**PROMPT A**
Copy out the entire passage on simulating a random variable from a piecewise distribution function, word for word.

* START SOURCE *

Present a method for simulating a random variable having distribution function $$F(x)=\left\\{\begin{array}{ll} 0 & x \leq-3 \\ \frac{1}{2}+\frac{x}{6} & -3 < x <0 \\ \frac{1}{2}+\frac{x^{2}}{32} & 0 < x \leq 4 \\ 1 & x > 4 \end{array}\right.$$

Short Answer

Expert verified
To simulate a random variable with the given distribution function F(x), use the Inverse Transform method. Generate a uniform random variable U with values between 0 and 1. If \(U \leq \frac{1}{2}\), use \(X = F^{-1}(U) = 6(U - \frac{1}{2})\). If \(\frac{1}{2} < U \leq 1\), use \(X = F^{-1}(U) = \sqrt{32(U - \frac{1}{2})}\).

* END SOURCE *

**PROMPT B**
How many lines in the rows below contain the string "green"? Case counts. Reply with the number alone.

* START RECORDS SHOWN *

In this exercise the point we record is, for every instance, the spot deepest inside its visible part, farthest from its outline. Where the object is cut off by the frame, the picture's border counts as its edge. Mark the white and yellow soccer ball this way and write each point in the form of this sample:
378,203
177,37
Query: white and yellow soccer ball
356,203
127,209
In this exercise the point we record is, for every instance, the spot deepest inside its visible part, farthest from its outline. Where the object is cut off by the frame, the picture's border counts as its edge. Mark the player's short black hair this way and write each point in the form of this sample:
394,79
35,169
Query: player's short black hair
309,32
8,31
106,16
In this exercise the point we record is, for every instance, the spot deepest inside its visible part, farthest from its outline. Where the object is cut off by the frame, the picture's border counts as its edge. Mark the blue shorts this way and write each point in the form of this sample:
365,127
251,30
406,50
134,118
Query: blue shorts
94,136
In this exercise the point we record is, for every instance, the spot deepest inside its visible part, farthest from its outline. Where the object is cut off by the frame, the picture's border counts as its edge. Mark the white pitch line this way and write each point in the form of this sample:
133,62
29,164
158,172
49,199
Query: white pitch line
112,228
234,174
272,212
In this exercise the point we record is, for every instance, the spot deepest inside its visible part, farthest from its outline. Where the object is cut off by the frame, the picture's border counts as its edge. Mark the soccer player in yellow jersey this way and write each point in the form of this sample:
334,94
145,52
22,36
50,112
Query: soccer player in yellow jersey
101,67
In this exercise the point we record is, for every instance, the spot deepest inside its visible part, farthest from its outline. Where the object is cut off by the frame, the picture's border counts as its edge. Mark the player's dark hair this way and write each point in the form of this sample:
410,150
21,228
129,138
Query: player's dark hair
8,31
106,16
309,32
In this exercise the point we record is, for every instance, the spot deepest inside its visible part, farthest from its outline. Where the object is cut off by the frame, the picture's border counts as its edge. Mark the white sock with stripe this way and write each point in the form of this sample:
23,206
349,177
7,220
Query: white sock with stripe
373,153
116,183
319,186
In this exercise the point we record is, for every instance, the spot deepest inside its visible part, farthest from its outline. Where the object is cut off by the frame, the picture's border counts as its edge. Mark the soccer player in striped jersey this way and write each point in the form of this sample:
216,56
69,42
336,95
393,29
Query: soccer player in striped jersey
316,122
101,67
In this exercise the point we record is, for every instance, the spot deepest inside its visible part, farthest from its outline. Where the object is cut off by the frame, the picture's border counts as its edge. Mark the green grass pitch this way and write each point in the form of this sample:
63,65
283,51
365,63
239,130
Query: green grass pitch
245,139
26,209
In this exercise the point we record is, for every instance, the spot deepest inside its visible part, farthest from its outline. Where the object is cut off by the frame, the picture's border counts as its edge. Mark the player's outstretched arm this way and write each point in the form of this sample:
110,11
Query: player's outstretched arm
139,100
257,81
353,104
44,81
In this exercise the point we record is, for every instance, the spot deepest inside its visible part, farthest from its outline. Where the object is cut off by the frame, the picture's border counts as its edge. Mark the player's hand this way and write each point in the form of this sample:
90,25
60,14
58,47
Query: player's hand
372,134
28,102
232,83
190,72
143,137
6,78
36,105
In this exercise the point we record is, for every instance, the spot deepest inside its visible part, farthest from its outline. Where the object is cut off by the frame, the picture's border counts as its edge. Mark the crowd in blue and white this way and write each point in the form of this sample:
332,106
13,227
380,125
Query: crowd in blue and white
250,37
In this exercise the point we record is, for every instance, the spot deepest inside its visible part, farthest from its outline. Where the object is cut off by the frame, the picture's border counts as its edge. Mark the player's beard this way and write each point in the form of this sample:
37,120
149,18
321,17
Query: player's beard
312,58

* END RECORDS SHOWN *

**WORKED SOLUTION A**
Present a method for simulating a random variable having distribution function $$F(x)=\left\\{\begin{array}{ll} 0 & x \leq-3 \\ \frac{1}{2}+\frac{x}{6} & -3 < x <0 \\ \frac{1}{2}+\frac{x^{2}}{32} & 0 < x \leq 4 \\ 1 & x > 4 \end{array}\right.$$

Short Answer

Expert verified
To simulate a random variable with the given distribution function F(x), use the Inverse Transform method. Generate a uniform random variable U with values between 0 and 1. If \(U \leq \frac{1}{2}\), use \(X = F^{-1}(U) = 6(U - \frac{1}{2})\). If \(\frac{1}{2} < U \leq 1\), use \(X = F^{-1}(U) = \sqrt{32(U - \frac{1}{2})}\).

**WORKED SOLUTION B**
2